* **Exercise**:
Identify the line in which "Locate every instance of the woman's eyeglasses" appears, then reproduce that line and all remaining lines of the records word for word.

>> start

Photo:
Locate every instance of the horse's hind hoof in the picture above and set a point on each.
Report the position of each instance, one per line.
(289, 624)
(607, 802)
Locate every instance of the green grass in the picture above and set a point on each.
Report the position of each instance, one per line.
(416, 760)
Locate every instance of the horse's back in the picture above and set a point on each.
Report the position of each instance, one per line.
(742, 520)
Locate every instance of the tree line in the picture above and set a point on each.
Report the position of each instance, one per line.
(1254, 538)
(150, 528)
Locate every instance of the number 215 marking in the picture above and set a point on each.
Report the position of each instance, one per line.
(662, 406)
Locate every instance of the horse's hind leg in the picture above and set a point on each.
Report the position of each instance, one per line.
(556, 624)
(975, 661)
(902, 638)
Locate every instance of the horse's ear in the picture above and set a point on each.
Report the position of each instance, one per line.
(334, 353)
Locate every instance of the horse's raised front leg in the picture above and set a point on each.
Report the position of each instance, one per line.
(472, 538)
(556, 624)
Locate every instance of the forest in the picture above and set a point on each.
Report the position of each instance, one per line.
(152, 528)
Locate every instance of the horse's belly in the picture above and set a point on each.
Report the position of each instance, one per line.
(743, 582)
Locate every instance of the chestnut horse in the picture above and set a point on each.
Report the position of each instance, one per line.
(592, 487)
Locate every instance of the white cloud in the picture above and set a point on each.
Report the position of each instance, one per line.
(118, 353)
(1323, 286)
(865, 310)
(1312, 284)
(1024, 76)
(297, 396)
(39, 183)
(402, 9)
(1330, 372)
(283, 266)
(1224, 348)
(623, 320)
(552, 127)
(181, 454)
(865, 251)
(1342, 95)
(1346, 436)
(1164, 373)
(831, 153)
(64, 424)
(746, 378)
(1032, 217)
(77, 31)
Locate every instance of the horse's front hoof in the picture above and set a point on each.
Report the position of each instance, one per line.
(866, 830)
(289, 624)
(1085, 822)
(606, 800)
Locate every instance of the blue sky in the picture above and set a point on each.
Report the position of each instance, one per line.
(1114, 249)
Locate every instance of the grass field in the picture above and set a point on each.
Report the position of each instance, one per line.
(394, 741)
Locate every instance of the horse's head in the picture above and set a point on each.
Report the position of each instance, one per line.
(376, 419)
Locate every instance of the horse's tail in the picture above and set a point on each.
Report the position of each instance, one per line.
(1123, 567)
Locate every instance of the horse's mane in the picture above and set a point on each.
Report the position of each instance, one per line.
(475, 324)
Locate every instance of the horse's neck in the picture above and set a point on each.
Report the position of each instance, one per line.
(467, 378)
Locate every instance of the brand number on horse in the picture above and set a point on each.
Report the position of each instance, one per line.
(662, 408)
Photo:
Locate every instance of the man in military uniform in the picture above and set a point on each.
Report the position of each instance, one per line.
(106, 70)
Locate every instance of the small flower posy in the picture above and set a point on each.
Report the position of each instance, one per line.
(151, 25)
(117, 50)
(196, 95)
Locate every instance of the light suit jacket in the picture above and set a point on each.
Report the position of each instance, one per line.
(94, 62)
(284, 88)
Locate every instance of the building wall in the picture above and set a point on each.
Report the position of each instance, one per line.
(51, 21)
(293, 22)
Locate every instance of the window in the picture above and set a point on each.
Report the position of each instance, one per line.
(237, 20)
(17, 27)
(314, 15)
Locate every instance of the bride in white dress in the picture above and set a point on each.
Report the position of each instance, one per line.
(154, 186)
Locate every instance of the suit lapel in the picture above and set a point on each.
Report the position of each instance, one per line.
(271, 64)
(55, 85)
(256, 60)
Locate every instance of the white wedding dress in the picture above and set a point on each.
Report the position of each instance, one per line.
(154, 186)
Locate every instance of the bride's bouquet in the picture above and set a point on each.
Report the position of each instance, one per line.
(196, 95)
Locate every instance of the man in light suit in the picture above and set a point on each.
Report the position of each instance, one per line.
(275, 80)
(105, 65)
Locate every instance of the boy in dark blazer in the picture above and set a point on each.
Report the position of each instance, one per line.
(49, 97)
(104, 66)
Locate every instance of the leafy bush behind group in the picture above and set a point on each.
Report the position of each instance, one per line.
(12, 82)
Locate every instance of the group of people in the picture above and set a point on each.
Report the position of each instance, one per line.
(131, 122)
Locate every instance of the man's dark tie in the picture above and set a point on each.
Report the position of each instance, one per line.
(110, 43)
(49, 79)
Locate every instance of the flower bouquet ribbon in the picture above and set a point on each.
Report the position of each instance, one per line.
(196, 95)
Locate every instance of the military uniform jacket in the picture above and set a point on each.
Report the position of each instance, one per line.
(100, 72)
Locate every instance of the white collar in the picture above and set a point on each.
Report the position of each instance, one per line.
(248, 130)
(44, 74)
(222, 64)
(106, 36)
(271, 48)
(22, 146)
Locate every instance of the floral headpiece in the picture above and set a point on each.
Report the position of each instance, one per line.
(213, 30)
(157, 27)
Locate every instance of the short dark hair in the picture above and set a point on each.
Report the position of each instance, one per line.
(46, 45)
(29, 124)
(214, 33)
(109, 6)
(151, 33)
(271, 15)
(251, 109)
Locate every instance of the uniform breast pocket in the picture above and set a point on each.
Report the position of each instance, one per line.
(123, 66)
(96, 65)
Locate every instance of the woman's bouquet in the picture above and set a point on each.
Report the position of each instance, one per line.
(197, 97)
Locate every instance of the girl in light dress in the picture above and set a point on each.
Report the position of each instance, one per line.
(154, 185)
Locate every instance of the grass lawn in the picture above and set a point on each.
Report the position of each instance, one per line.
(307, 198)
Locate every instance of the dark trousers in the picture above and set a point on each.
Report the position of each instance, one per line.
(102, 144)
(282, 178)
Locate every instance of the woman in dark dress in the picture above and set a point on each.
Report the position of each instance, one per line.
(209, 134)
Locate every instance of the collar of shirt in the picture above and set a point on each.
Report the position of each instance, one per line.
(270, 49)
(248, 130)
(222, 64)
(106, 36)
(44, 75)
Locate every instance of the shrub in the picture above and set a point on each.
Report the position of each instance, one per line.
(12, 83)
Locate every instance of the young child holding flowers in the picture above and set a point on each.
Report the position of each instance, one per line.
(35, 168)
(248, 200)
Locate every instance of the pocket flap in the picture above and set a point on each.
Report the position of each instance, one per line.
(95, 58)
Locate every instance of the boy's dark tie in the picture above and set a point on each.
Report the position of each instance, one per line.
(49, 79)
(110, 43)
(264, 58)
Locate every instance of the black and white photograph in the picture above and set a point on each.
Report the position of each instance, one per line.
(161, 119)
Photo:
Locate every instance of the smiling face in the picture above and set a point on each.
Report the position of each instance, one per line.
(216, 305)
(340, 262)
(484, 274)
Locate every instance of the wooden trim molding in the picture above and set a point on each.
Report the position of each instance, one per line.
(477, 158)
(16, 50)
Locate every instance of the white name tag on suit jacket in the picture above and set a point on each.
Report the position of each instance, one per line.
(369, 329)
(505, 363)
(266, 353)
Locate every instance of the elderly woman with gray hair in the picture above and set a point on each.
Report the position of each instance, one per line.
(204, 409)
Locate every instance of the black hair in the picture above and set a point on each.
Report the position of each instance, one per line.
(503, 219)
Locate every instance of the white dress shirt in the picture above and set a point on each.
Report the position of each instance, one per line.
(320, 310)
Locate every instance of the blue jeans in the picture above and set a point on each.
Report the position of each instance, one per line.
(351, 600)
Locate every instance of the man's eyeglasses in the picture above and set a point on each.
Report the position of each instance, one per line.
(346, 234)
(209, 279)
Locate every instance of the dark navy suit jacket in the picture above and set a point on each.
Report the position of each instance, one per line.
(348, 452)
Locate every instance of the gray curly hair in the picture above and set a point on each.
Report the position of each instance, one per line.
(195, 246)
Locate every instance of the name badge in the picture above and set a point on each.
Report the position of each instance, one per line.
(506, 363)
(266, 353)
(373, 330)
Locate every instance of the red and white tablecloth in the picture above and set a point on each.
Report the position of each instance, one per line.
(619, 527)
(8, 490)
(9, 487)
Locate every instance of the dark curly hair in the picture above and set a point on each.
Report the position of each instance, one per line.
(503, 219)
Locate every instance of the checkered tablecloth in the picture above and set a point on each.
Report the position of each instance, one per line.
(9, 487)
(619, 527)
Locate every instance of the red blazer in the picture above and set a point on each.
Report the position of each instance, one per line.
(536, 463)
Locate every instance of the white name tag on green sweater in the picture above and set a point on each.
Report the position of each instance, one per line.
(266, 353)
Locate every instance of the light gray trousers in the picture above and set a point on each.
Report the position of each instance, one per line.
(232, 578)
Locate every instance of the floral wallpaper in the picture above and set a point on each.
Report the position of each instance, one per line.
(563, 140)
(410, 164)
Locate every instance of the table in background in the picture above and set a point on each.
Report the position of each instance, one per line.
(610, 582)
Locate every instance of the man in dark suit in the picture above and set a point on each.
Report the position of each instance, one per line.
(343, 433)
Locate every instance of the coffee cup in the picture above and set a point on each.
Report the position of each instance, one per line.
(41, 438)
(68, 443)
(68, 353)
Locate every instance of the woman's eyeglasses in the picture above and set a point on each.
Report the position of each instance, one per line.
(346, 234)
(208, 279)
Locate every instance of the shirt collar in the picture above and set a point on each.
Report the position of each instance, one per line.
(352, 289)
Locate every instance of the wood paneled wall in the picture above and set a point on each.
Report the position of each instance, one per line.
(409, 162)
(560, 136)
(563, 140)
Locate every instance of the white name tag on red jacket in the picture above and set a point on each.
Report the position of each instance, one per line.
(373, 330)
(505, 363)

>> end

* **Response to the task**:
Locate every instance of the woman's eyeglasses in the picture above and set a point on each.
Report the position of each instance, one per line.
(346, 234)
(208, 279)
Locate every instance of the shirt collar in the picture above and set a point on each.
Report the position of each instance, one per line.
(352, 289)
Locate every instance of the wood paneled wall in the picture above and set a point on each.
Report the position of each instance, one per line.
(409, 162)
(560, 136)
(563, 140)
Locate every instance of the white name tag on red jacket in the picture above and set a point on each.
Report the position of each instance, one per line.
(373, 330)
(505, 363)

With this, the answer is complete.